## OPDRACHT 1
Tot en met welke datum gold het Utrechtse reglement burgerlijke stand?
## OPDRACHT 2
Zet het Utrechtse reglement burgerlijke stand voort na de laatste begripsbepaling.

Regeling vervallen per 01-01-2024

Reglement burgerlijke stand Utrecht 2020

Geldend van 01-01-2020 t/m 31-12-2023

Intitulé

Reglement burgerlijke stand Utrecht 2020

Het College van burgemeester en wethouders van de gemeente Utrecht;

Gelet op het bepaalde in artikelen 1:16, 1:16a en 1:16c Burgerlijk Wetboek en de artikelen 1 tot en met 4 van het Besluit burgerlijke stand 1994:

Overwegende dat op 1 januari 2020 de Wet normalisering rechtspositie ambtenaren in werking treedt

Besluit vast te stellen het Reglement burgerlijke stand Utrecht 2020.

Artikel 1. Begripsbepalingen

Het reglement verstaat onder:

  • a.

    de wet: Boek 1 Burgerlijk Wetboek (BW);

  • b.

    het besluit: Besluit burgerlijke stand 1994 (Bbs);

  • c.

    ambtenaar van de burgerlijke stand: de ambtenaar in dienst van de gemeente Utrecht of een andere gemeente als zodanig aangewezen door het college van burgemeester en wethouders (artikel 1:16 lid 2 Burgerlijke Wetboek);

  • d.

    buitengewoon ambtenaar van de burgerlijke stand: een ambtenaar in dienst van de gemeente Utrecht of van een andere gemeente of een persoon als bedoeld in artikel 2 onder e Uitvoeringsbesluit Ambtenarenwet 2017;

  • e.

    IRM: de integraal resultaatverantwoordelijk manager;

  • f.

    gemeentehuis: alle gebouwen en de daaraan verbonden omsloten (buiten)ruimten dan wel de daarvoor in aanmerking komende vaartuigen die een ligplaats hebben aan de wal welke is aangeduid met een adres en die bij besluit van het college van burgemeester en wethouders als zodanig zijn aangewezen;

  • g.

    rechtsfeit: een huwelijk, een geregistreerd partnerschap of een omzetting van een geregistreerd partnerschap in een huwelijk;

  • h.

    gemeentedienst: werkzaam voor de afdeling Burgerzaken van de gemeente Utrecht.

## GEGEVEN REGELS
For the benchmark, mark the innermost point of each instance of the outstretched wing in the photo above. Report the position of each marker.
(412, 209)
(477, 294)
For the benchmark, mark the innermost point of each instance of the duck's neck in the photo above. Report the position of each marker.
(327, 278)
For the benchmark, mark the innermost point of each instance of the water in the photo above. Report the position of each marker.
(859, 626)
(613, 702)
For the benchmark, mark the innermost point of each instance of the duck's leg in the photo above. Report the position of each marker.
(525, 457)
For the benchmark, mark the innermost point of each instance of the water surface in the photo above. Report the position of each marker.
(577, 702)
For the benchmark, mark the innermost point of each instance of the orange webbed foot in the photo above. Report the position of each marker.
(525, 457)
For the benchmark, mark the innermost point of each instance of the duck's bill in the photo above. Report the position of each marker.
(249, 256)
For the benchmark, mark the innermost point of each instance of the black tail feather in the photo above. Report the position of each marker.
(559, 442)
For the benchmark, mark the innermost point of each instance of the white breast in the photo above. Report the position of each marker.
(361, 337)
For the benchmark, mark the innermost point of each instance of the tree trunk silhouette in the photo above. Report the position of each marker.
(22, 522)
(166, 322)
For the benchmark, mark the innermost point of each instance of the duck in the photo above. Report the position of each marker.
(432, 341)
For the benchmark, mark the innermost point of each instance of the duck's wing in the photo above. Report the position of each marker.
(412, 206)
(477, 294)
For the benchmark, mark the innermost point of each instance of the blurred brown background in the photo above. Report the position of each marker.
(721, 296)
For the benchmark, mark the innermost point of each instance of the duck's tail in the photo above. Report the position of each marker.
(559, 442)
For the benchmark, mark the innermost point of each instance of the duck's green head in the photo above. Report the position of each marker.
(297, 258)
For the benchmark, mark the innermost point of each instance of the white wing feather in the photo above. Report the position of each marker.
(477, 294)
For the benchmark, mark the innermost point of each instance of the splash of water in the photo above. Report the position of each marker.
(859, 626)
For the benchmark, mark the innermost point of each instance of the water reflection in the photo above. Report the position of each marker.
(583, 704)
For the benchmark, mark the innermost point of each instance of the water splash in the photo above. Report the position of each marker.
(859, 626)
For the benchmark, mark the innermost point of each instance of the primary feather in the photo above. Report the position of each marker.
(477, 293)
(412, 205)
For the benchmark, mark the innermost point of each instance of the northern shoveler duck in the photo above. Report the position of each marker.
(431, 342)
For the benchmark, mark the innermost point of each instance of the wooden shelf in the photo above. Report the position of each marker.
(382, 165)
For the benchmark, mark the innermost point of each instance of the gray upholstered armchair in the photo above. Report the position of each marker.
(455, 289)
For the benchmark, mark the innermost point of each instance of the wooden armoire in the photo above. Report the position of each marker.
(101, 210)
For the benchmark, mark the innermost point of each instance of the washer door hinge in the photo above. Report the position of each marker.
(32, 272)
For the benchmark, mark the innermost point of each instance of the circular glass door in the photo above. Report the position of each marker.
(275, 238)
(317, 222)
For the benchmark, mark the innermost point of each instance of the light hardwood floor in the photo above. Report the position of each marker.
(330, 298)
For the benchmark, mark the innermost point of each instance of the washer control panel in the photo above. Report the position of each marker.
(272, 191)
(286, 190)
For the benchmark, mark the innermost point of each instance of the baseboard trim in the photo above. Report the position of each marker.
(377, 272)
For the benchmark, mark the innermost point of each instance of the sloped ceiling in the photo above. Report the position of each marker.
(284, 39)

## ANTWOORD 1
Het gold tot en met 31-12-2023.

## ANTWOORD 2
Artikel 2. Aanwijzing van de ambtenaar van de burgerlijke stand en de buitengewoon ambtenaar van de burgerlijke stand

  • 1. De ambtenaar van de burgerlijke stand wordt voor een bij het aanwijzingsbesluit te bepalen periode aangewezen. Deze periode betreft maximaal het tijdvak waarin de ambtenaar werkzaam is in gemeentedienst.

  • 2. De buitengewoon ambtenaar van de burgerlijke stand wordt voor een in het aanwijzingsbesluit te bepalen periode aangewezen.

  • 3. Raadsleden kunnen maximaal voor de periode dat zij raadslid zijn van de gemeente Utrecht tot buitengewoon ambtenaar van de burgerlijke stand worden aangewezen.

  • 4. Burgemeester en wethouders kunnen maximaal voor de periode dat zij hun functie als burgemeester of wethouder van de gemeente Utrecht vervullen, tot buitengewoon ambtenaar van de burgerlijke stand worden aangewezen.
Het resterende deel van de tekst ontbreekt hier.